### TAREFAS A REALIZAR
1/ Transcreva do editorial sobre a censura o trecho que vai de "A censura é, sob" até "atividade da imprensa.".
2/ Em uma a três frases, explique por que, segundo o editorial sobre a censura, ela representa a face mais tirana do Estado.

### TEXTO PARA ESTUDO

---+---

Editorial deste domingo do Diário do Pará:

A censura é, sob todos os pontos de vista, uma aberração. Sua imposição é execrável e incompatível com a vida democrática. É a característica mais marcante das ditaduras e regimes de exceção. Representa a face mais tirana do Estado, pois impõe a noção de que as pessoas devem ter suas vidas controladas por algo (ou alguém) mais poderoso. Essa restrição de liberdade é tanto mais danosa quando diz respeito à atividade da imprensa.

Prega o dito popular que o pior cego é aquele que se recusa a ver. Mostrar a realidade das ruas, sem disfarces, é uma das características do noticiário policial dos jornais, desde sempre. Que direito tem a Justiça de impedir que essas imagens, mesmo chocantes, cheguem aos olhos da população? Por que duvidar da capacidade de discernimento crítico dos leitores? Jornais são vendidos, não invadem à força corações e mentes. Quem porventura discorda da linha editorial de um veículo, por algum eventual excesso, tem o direito legítimo de reivindicar reparação através das instâncias judiciais. É assim que funciona em todas as democracias do mundo. E assim funcionava no Pará, até a última terça-feira.

---+---

### CONJUNTO DE DADOS
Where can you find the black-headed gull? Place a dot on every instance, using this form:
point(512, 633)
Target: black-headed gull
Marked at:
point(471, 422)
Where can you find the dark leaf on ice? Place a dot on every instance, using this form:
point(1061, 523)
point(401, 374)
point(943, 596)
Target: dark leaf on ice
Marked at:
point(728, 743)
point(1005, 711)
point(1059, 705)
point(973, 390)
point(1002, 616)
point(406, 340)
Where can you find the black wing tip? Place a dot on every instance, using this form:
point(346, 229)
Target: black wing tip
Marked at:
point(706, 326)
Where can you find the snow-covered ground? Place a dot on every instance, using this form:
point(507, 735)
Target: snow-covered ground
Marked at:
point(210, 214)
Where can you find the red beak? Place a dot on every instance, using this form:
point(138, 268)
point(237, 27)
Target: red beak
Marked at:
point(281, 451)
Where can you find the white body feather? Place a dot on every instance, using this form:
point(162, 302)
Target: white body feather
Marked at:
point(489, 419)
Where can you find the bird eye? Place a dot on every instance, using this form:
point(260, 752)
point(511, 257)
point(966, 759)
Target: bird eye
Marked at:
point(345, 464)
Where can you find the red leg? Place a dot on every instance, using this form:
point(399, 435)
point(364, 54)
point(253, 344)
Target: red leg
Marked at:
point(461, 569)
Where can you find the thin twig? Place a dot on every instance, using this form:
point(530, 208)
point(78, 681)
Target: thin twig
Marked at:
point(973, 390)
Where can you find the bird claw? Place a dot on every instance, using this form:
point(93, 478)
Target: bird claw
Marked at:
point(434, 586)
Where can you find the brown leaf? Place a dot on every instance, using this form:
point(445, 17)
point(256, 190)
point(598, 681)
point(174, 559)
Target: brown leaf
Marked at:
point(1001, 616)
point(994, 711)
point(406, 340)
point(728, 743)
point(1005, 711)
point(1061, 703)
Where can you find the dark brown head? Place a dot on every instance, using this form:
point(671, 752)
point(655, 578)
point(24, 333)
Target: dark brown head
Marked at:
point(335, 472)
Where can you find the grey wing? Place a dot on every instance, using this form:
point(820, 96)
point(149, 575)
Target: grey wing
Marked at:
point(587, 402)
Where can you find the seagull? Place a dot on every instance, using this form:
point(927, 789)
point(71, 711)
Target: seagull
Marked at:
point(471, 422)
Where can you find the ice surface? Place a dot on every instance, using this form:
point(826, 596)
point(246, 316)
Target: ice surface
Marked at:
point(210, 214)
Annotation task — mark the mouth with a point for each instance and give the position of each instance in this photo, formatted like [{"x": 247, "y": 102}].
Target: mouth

---+---

### GABARITO
1/
A censura é, sob todos os pontos de vista, uma aberração. Sua imposição é execrável e incompatível com a vida democrática. É a característica mais marcante das ditaduras e regimes de exceção. Representa a face mais tirana do Estado, pois impõe a noção de que as pessoas devem ter suas vidas controladas por algo (ou alguém) mais poderoso. Essa restrição de liberdade é tanto mais danosa quando diz respeito à atividade da imprensa.

2/ A censura representa a face mais tirana do Estado porque impõe a noção de que as pessoas devem ter suas vidas controladas por algo (ou alguém) mais poderoso.